To do
1) Rewrite the stretch from "You can read" through "allied non-agricultural fields." in the post on agricultural jobs, replacing "annually" with "each year".
2) Pick up the post on agricultural jobs after its final sentence and keep writing it.

Selected passage
== Segment start ==

I just read some great news for high school seniors debating which career path to take. According to an article in Cattle Network based on a study by Purdue University and the USDA's National Institute of Food and Agriculture, ag-related careers are showing promise.
Over the next five years, job opportunities in this broad field of study are said to be even better than during 2005-10. I think this has a great deal to do with the diversity of agriculture and the fact that consumers are wanting more information about where their food and fiber comes from and how it is handled.
I hope this new interest in agriculture will influence the curricula of the many outstanding agricultural programs in Texas. We need bright minds to bring innovative thinking to the future of agriculture in the Lone Star State.
You can read the entire Cattle Network article below:
Report: Job Market Expected To Improve For Ag-Related Grads
WEST LAFAYETTE, Ind. - Employment opportunities for college graduates in agriculture and related academic fields are expected to be better over the next five years than from 2005-10, according to a report by Purdue University and the U.S. Department of Agriculture's National Institute of Food and Agriculture.
The "Employment Opportunities for College Graduates in Food, Renewable Energy and the Environment" report estimates 54,400 jobs in agriculture-related sectors will be added in the United States annually between 2010 and 2015. In that same period, 53,500 students are expected to graduate each year from U.S. colleges of agriculture and in the life sciences, veterinary medicine, forestry and natural resources, and allied non-agricultural fields.
"Depending on their area of expertise, there should be good opportunities for graduates, with some growth in total jobs during the next five years," said Allan Goecker, associate director of academic programs for Purdue's College of Agriculture and one of the report's authors.
A summary of the report is available online at http://www.ag.purdue.edu/USDA/employment
Nearly three-fourths of the new jobs will be in business and science occupations; 15 percent in agriculture and forestry production; and 11 percent in education, communication and government services.

== Segment end ==

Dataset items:
== Segment start ==

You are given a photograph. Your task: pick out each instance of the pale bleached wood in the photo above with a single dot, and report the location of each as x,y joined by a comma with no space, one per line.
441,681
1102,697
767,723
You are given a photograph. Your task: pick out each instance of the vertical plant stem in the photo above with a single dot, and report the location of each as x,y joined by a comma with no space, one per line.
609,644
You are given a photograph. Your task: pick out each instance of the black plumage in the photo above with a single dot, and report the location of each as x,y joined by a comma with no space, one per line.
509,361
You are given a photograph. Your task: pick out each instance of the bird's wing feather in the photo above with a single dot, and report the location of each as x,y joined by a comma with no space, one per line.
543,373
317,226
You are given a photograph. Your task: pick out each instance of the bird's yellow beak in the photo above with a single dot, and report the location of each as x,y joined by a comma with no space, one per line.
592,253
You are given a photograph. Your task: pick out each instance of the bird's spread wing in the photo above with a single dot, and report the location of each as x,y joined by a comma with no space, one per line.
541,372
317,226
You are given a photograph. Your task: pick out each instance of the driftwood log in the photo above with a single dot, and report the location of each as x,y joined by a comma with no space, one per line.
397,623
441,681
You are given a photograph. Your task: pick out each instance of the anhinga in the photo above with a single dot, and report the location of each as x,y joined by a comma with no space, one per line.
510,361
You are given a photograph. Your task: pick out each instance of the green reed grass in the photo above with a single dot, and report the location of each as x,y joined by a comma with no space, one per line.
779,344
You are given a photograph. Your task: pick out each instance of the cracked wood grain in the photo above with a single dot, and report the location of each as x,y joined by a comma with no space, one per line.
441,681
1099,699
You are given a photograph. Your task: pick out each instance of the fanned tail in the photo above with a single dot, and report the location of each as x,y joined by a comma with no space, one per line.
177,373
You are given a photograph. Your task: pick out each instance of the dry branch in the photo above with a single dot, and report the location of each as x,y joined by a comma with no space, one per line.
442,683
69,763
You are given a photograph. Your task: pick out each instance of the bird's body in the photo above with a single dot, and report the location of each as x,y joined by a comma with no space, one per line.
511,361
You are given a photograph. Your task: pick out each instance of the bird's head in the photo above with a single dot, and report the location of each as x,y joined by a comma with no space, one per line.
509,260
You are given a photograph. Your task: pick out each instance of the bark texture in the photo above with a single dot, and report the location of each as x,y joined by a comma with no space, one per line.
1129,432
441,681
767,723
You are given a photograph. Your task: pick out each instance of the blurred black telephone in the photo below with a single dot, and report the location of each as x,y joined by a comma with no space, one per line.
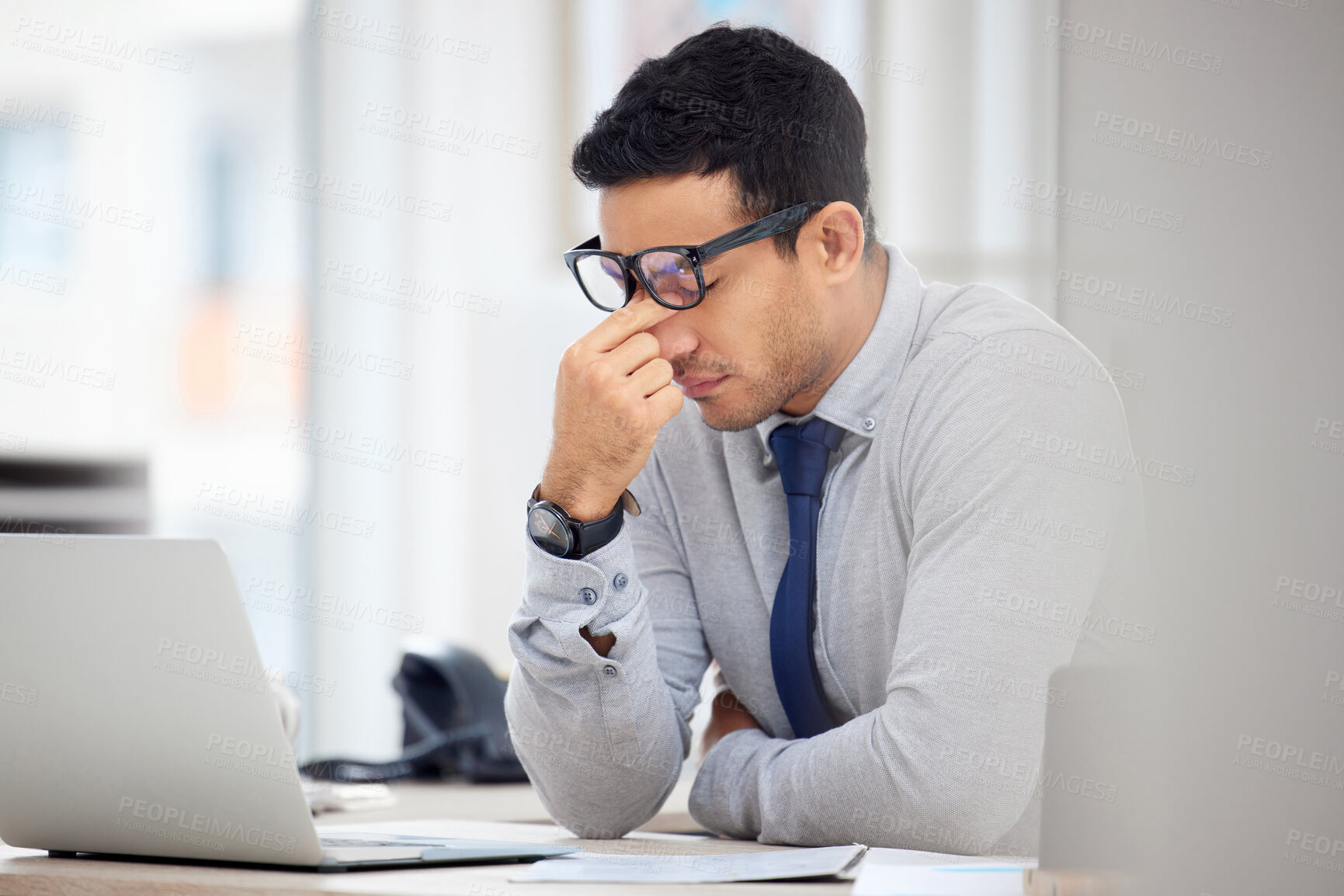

== Segment end ==

Per-task answers
1)
You can read the entire Cattle Network article below:
Report: Job Market Expected To Improve For Ag-Related Grads
WEST LAFAYETTE, Ind. - Employment opportunities for college graduates in agriculture and related academic fields are expected to be better over the next five years than from 2005-10, according to a report by Purdue University and the U.S. Department of Agriculture's National Institute of Food and Agriculture.
The "Employment Opportunities for College Graduates in Food, Renewable Energy and the Environment" report estimates 54,400 jobs in agriculture-related sectors will be added in the United States each year between 2010 and 2015. In that same period, 53,500 students are expected to graduate each year from U.S. colleges of agriculture and in the life sciences, veterinary medicine, forestry and natural resources, and allied non-agricultural fields.

2)
"In the business and management fields, occupations in sales and service continue to be the bellwether for employment opportunities," Goecker said. "I also think we're going to see more emphasis on people who have expertise and experience in financial planning and management and in environmental compliance."
Other fields with above-average job growth through 2015 include food science, plant sciences, biological engineering, public practice veterinary medicine, specialty crop production, forest restoration, precision agriculture, crop management consulting, climate change analysis, distance education and natural resources conservation, Goecker said.
"Many of these areas are tied to food and renewable energy, which are considered necessities," he said. "Five years ago we were talking about opportunities in the 'green' industry, particularly areas such as turf management and landscape architecture. Right now the job market in those areas is not very strong because they tend to be viewed as luxury services."
The future job market for college graduates with degrees in food, renewable energy and environmental fields will depend on macroeconomic conditions and retirements, consumer food choices, public policy decisions, and global market shifts in population, income, food and energy, Goecker said.
"There will be niches in the market where we will be undersupplied in the work force and areas of the market where we'll probably have more graduates than the market can accommodate," he said.
The report is based on data from the U.S. Department of Labor, the National Center for Educational Statistics, and colleges and universities.